→ EXERCISE TASK:
Please update the records below by replacing "suit lapel" with "jacket lapel" wherever it occurs, leaving everything else unchanged.

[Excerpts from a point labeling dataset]
- - - - - - -
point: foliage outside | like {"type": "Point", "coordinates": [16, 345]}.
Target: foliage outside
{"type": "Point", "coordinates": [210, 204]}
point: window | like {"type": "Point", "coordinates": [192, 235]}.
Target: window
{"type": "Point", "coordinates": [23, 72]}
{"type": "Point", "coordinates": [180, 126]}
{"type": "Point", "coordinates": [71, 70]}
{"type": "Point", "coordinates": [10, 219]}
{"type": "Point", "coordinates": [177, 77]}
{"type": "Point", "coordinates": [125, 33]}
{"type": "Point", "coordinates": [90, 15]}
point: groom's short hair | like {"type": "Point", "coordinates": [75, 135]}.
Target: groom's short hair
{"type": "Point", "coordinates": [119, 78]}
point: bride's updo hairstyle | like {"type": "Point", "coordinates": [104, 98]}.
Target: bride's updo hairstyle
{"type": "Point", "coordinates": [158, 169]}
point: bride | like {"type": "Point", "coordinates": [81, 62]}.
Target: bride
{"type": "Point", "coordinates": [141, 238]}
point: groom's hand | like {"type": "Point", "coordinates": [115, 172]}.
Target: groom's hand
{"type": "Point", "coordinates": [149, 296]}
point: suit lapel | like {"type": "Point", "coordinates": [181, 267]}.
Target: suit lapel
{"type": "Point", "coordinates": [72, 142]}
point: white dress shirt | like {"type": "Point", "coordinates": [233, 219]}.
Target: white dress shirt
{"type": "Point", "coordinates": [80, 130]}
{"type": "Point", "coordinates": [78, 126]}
- - - - - - -
→ EXERCISE ANSWER:
point: foliage outside | like {"type": "Point", "coordinates": [16, 345]}.
Target: foliage outside
{"type": "Point", "coordinates": [210, 204]}
point: window | like {"type": "Point", "coordinates": [192, 235]}.
Target: window
{"type": "Point", "coordinates": [23, 72]}
{"type": "Point", "coordinates": [180, 126]}
{"type": "Point", "coordinates": [71, 70]}
{"type": "Point", "coordinates": [10, 219]}
{"type": "Point", "coordinates": [177, 77]}
{"type": "Point", "coordinates": [125, 33]}
{"type": "Point", "coordinates": [90, 15]}
point: groom's short hair | like {"type": "Point", "coordinates": [75, 135]}.
Target: groom's short hair
{"type": "Point", "coordinates": [119, 78]}
point: bride's updo hairstyle | like {"type": "Point", "coordinates": [104, 98]}.
Target: bride's updo hairstyle
{"type": "Point", "coordinates": [158, 169]}
point: bride | like {"type": "Point", "coordinates": [81, 62]}.
Target: bride
{"type": "Point", "coordinates": [141, 238]}
point: groom's hand | like {"type": "Point", "coordinates": [115, 172]}.
Target: groom's hand
{"type": "Point", "coordinates": [149, 296]}
point: jacket lapel | like {"type": "Point", "coordinates": [181, 267]}.
Target: jacket lapel
{"type": "Point", "coordinates": [72, 142]}
point: white dress shirt | like {"type": "Point", "coordinates": [233, 219]}.
Target: white dress shirt
{"type": "Point", "coordinates": [80, 130]}
{"type": "Point", "coordinates": [78, 126]}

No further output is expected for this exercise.